─── MATERIAL PROVIDED ───

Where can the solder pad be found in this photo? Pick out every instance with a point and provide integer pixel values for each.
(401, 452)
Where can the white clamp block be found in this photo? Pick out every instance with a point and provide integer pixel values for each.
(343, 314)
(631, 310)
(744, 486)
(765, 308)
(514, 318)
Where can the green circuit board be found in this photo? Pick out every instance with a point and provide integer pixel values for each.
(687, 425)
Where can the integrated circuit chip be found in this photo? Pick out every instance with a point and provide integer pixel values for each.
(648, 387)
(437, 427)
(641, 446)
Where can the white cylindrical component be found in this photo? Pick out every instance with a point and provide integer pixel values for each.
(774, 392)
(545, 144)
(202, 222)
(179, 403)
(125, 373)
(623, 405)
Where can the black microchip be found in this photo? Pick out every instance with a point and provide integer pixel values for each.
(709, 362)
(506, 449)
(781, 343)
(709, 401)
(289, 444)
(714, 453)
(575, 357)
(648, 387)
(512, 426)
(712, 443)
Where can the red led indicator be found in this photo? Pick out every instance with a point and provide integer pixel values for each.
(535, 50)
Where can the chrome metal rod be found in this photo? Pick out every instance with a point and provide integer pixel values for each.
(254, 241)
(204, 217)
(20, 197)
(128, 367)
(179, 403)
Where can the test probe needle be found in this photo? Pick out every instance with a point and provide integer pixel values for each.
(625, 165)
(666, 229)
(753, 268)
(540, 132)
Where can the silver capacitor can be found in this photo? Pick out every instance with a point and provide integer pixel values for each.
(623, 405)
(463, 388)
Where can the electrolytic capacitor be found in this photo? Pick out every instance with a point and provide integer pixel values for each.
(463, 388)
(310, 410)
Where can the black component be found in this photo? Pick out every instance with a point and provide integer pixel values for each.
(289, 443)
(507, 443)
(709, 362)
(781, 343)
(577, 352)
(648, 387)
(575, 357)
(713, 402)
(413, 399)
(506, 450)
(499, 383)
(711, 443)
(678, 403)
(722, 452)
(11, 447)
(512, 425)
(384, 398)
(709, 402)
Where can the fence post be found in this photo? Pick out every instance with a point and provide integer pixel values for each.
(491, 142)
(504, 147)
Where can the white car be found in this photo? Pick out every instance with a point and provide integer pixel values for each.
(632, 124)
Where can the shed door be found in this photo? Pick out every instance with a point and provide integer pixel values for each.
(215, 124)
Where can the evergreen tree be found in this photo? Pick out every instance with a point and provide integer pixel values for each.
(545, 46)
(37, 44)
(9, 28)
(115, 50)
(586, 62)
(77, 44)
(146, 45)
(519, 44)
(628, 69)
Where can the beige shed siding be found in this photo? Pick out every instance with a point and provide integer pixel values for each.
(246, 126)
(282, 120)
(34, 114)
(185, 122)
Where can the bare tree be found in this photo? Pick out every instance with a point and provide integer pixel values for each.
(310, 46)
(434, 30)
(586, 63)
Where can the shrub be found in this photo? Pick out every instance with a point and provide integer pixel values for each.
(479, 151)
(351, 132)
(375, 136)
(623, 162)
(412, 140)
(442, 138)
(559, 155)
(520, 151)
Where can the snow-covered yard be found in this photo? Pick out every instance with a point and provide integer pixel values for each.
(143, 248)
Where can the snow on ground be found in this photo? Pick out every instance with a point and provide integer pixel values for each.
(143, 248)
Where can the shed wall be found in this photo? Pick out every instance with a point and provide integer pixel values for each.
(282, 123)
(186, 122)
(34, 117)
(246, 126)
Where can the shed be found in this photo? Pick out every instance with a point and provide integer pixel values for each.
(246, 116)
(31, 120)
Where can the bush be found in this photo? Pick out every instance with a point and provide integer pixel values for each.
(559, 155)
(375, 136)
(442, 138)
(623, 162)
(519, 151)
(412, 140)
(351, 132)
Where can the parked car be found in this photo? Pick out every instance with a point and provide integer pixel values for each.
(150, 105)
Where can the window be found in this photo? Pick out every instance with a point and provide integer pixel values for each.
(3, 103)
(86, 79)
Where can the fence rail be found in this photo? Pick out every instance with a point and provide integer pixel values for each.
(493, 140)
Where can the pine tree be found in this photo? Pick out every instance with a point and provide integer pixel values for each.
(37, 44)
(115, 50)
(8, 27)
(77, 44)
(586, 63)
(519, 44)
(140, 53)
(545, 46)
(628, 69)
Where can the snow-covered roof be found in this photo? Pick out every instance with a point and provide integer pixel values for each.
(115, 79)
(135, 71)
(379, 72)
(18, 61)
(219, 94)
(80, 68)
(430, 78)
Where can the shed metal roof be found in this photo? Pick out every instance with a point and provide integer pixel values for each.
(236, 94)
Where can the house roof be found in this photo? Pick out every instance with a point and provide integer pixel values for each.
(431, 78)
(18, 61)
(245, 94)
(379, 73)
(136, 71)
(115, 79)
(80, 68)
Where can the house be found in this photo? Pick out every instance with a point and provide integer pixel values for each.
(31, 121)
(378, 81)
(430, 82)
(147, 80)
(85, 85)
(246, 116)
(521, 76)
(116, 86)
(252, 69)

───

[WORK INSTRUCTIONS] Type out all of the records again, exactly.

[SOLUTION TO THE EXERCISE]
Where can the solder pad be found in this photo? Pick out every instance with a point and provide integer pixel values for each.
(401, 452)
Where can the white clamp block be found in this photo? Pick out every instance with a point and provide integer pixel values for each.
(343, 314)
(631, 310)
(744, 486)
(765, 308)
(514, 318)
Where can the green circuit board be found in this photo? Pick out every instance with a point and provide integer pixel values for each.
(687, 425)
Where can the integrated circuit chip be found in this photo? Pick out every instance with a point and provide integer pixel values for each.
(648, 387)
(437, 427)
(641, 446)
Where can the white cylindrical component be found in this photo? Pick out every instance with a point and provide integer pixel values for each.
(774, 392)
(545, 144)
(202, 222)
(179, 403)
(125, 373)
(623, 405)
Where can the black microchip be found in this photo? Pick out every instance with a point and provide integer pixel values for each.
(709, 362)
(506, 449)
(781, 343)
(709, 401)
(289, 444)
(714, 453)
(575, 357)
(648, 387)
(512, 426)
(712, 443)
Where can the red led indicator be found in this photo? Pick out every instance with a point and provide integer pixel values for each.
(535, 50)
Where can the chrome metal rod be found in this photo? Pick out every instance with a point and provide integer pixel values for each.
(254, 241)
(204, 217)
(20, 197)
(128, 367)
(179, 403)
Where can the test probe needle be found in this photo? Pick out every instance with a point and provide integer pixel values for each.
(625, 165)
(666, 229)
(753, 268)
(540, 132)
Where can the silver capacitor can be found in this photo? Pick out every instance with a point and provide integer pixel values for each.
(623, 405)
(463, 388)
Where can the electrolytic capacitor be found in this photo? Pick out every instance with a point and provide integer pixel values for each.
(463, 388)
(310, 410)
Where can the black component be found in this photo? Pick out every instance with a point and provide integer pixel values for each.
(289, 443)
(507, 443)
(709, 362)
(781, 343)
(577, 352)
(648, 387)
(575, 357)
(713, 402)
(413, 399)
(506, 450)
(499, 383)
(711, 443)
(678, 403)
(722, 452)
(11, 447)
(512, 425)
(384, 398)
(709, 402)
Where can the fence post be found in this photo? Pick out every instance with a point and provide integer pixel values for each.
(491, 142)
(504, 147)
Where can the white car be found in this photo? Pick out every instance with a point and provide integer pixel values for each.
(632, 124)
Where can the shed door be found in this photo? Pick out every instance with a point and provide integer pixel values for each.
(215, 124)
Where can the evergreen tree be found in this photo? Pick out every instance with a point and provide integer pixel values for each.
(545, 46)
(37, 44)
(9, 28)
(115, 50)
(586, 62)
(77, 44)
(146, 45)
(519, 44)
(628, 69)
Where can the beige shed siding be found in this photo? Pick out every instance with a point and provide integer pixel values for each.
(246, 126)
(282, 120)
(34, 114)
(185, 122)
Where can the bare tree be found in this photo? Pick out every instance with a point and provide integer pixel values for each.
(310, 46)
(434, 30)
(586, 63)
Where can the shrub be found in this photo? Pick out every instance with a point and provide integer pixel values for each.
(479, 151)
(351, 132)
(375, 136)
(623, 162)
(412, 140)
(442, 138)
(559, 155)
(520, 151)
Where can the snow-covered yard be found in this photo? Pick out every instance with a point and provide integer pixel values for each.
(143, 248)
Where can the snow on ground be found in this photo? Pick out every instance with a point and provide integer pixel values for each.
(143, 248)
Where can the shed wall be found in this photo? Pick out every instance with a point and provide integer pixel values for each.
(282, 123)
(186, 122)
(34, 117)
(246, 126)
Where can the shed be found in this photo? Pick out every instance with a point and provide integer pixel values for each.
(246, 116)
(31, 120)
Where can the bush be found in this photo? Pick out every instance with a point and provide integer pixel values for each.
(559, 155)
(375, 136)
(442, 138)
(623, 162)
(519, 151)
(412, 140)
(351, 132)
Where can the parked car be found in this photo? Pick out every instance with a point and provide integer pixel values for each.
(150, 105)
Where can the window be found in this photo? Pick out every instance with a point and provide integer pixel values for each.
(3, 103)
(86, 79)
Where can the fence rail be found in this photo? Pick out every instance with a point and provide integer pixel values for each.
(493, 140)
Where can the pine tree be found in this photo? Pick out every instance with a point and provide integer pixel values for each.
(37, 44)
(115, 50)
(8, 27)
(77, 44)
(586, 63)
(519, 44)
(140, 53)
(545, 46)
(628, 69)
Where can the snow-covered roof be found in this photo? Pick out every instance with a point and provide integer pixel values for each.
(115, 79)
(135, 71)
(379, 72)
(18, 61)
(219, 94)
(80, 68)
(430, 78)
Where can the shed metal roof be found in this photo? Pick out every instance with a point and provide integer pixel values for each.
(236, 94)
Where can the house roof be found in this photo? Pick out every instance with a point and provide integer pixel values for each.
(431, 78)
(18, 61)
(245, 94)
(379, 73)
(136, 71)
(115, 79)
(80, 68)
Where can the house be found in this photo? Pick out every instance with a point and provide integer pixel values for each.
(31, 121)
(378, 81)
(430, 82)
(147, 80)
(85, 85)
(246, 116)
(521, 76)
(116, 86)
(252, 69)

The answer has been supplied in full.